Items listed in a dataset:
───

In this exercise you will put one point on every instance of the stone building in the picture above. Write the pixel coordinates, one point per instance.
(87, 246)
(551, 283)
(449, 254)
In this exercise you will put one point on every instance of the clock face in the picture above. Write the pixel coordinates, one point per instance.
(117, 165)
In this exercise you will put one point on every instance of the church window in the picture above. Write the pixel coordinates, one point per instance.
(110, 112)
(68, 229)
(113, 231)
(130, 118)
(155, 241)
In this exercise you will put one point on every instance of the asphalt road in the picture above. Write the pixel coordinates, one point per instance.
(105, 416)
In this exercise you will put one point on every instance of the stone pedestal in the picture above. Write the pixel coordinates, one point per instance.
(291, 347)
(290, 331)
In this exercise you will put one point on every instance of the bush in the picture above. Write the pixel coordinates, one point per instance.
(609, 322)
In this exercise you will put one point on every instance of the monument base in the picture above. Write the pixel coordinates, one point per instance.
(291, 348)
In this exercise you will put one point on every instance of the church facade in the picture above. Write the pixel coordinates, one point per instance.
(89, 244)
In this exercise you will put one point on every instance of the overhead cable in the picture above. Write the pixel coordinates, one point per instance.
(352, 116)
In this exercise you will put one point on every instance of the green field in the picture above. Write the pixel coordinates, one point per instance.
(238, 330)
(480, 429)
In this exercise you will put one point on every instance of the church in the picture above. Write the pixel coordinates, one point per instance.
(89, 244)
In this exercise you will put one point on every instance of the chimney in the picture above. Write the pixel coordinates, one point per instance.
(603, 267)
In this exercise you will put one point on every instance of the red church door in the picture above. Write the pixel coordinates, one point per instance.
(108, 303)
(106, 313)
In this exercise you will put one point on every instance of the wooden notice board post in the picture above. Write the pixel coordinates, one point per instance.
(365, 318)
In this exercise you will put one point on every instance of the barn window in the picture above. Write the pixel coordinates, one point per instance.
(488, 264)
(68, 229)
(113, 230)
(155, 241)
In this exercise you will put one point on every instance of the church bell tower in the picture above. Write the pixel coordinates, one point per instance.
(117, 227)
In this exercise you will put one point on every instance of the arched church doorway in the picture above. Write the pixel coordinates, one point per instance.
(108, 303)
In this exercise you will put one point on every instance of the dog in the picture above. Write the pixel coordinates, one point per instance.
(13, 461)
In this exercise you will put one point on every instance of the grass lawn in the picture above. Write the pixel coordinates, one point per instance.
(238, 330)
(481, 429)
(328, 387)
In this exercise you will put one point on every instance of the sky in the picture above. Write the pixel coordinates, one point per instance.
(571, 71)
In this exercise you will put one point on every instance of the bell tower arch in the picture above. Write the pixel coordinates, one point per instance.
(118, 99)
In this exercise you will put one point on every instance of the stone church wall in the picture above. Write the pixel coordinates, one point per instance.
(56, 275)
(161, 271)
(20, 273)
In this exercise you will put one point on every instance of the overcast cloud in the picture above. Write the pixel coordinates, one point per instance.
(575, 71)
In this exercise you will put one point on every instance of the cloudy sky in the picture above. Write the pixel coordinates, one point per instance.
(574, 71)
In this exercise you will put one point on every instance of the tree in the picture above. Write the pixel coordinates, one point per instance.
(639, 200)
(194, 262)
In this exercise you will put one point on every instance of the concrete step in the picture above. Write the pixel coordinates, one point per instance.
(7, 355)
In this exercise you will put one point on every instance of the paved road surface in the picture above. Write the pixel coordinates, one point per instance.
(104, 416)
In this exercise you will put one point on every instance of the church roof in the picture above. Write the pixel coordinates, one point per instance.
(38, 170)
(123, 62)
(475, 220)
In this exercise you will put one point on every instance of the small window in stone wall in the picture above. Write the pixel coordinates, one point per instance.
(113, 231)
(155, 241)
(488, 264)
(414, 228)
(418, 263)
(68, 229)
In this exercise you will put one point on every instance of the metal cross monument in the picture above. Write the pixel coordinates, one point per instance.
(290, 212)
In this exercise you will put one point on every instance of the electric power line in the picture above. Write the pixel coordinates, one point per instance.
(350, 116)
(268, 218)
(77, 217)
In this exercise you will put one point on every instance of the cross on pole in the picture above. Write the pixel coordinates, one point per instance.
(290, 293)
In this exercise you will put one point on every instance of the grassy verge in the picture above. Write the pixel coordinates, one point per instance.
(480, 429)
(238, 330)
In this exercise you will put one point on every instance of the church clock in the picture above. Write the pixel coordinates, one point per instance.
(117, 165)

───

Repeat all the records. Match each line exactly.

In this exercise you will put one point on every instance of the stone building in the picture above. Write the pixel coordinates, one point per instance.
(87, 246)
(551, 283)
(449, 254)
In this exercise you will put one point on every instance of the clock face in the picture above. Write the pixel coordinates, one point per instance.
(117, 165)
In this exercise you will put one point on every instance of the church window in the picture above. Write the pixel coordinates, one point per instance.
(110, 112)
(68, 229)
(113, 231)
(130, 118)
(155, 241)
In this exercise you will put one point on every instance of the asphalt road in the picture above. Write the pixel coordinates, one point per instance.
(105, 416)
In this exercise you will put one point on every instance of the stone pedestal in the picture above. Write the pixel coordinates, one point per instance.
(291, 347)
(290, 331)
In this exercise you will put one point on every instance of the bush in the picture above. Write the pixel coordinates, one point per instance.
(609, 322)
In this exercise you will put one point on every instance of the monument base in the picture above. Write the pixel coordinates, one point per instance.
(291, 348)
In this exercise you will put one point on every instance of the church facade in the picture above. Write the pixel coordinates, one point per instance.
(89, 244)
In this exercise you will put one point on every instance of the overhead cable in the picture above. Write the pixel coordinates, one point per instance.
(352, 116)
In this exercise you will put one point on every instance of the green field in the picture above. Write the pixel coordinates, one point per instance.
(238, 330)
(480, 429)
In this exercise you will put one point on every instance of the church in the picture above. Write the pixel coordinates, one point per instance.
(89, 244)
In this exercise you will put one point on every instance of the chimney in the picture above. Write the pixel coordinates, one point per instance.
(603, 267)
In this exercise you will put one point on every instance of the red church door in the picture above. Write the pixel coordinates, one point per instance.
(108, 303)
(106, 313)
In this exercise you will put one point on every instance of the wooden notice board post in the picture above. Write the pixel coordinates, one point per instance.
(365, 318)
In this exercise you will put one point on every instance of the barn window in the picture above. Write the pixel coordinates, one point per instance.
(488, 264)
(68, 229)
(113, 230)
(155, 241)
In this exercise you will put one point on every instance of the church bell tower in the picture above. Write the pixel coordinates, one point per instance.
(117, 227)
In this exercise you will put one point on every instance of the arched church doorway in the picture above. Write the pixel coordinates, one point per instance.
(108, 303)
In this exercise you will put one point on every instance of the dog in the picture above. Write the pixel coordinates, one point per instance.
(13, 461)
In this exercise you will put one point on every instance of the grass lawn in the picture above. Write the pixel coordinates, one point per instance.
(238, 330)
(481, 429)
(328, 387)
In this exercise you will put one point on every instance of the sky in the picture above. Write the pixel coordinates, one point per instance.
(571, 71)
In this exercise you will put one point on every instance of the bell tower arch in the picture above. Write the pixel coordinates, one point per instance.
(118, 99)
In this exercise you will put one point on every instance of the stone church wall in the picture above. Write the pixel coordinates, one point per instance.
(56, 275)
(161, 271)
(20, 273)
In this exercise you will put one point on every instance of the overcast cloud in the picture above. Write the pixel coordinates, one point per instance.
(575, 71)
In this exercise you will put one point on every instance of the cloudy sky in the picture above. Write the pixel coordinates, one point per instance.
(574, 71)
In this exercise you will put one point on every instance of the tree in the picture above. Write the pixel coordinates, one point per instance.
(639, 200)
(194, 262)
In this exercise you will put one point on every instance of the concrete step in the picture above. Write the pixel coordinates, one point per instance.
(7, 355)
In this exercise you will put one point on every instance of the paved road surface in the picture above. Write the pixel coordinates, one point per instance.
(104, 416)
In this exercise you will put one point on every instance of the church roof in the picture above. Write the pixel coordinates, one point per instance.
(38, 170)
(123, 62)
(475, 220)
In this exercise you will put one point on every instance of the small window in stone wall in the picture above. Write the pixel coordinates, one point per instance.
(113, 231)
(155, 241)
(488, 264)
(414, 228)
(418, 263)
(68, 229)
In this exercise you will put one point on every instance of the metal cross monument in the picture above. Write the pixel coordinates, one point per instance.
(290, 212)
In this exercise you will put one point on every instance of the electric power line in the picture above. Write the pixel coordinates, one point per instance.
(350, 116)
(268, 218)
(77, 217)
In this exercise you will put one point on every instance of the cross on pole in the picture above. Write the pixel coordinates, one point per instance.
(290, 293)
In this exercise you will put one point on every instance of the grassy verge in the picture above. Write the pixel coordinates, one point per instance.
(480, 429)
(238, 330)
In this exercise you will put one point on every instance of the church clock in the picture above. Write the pixel coordinates, one point per instance.
(117, 165)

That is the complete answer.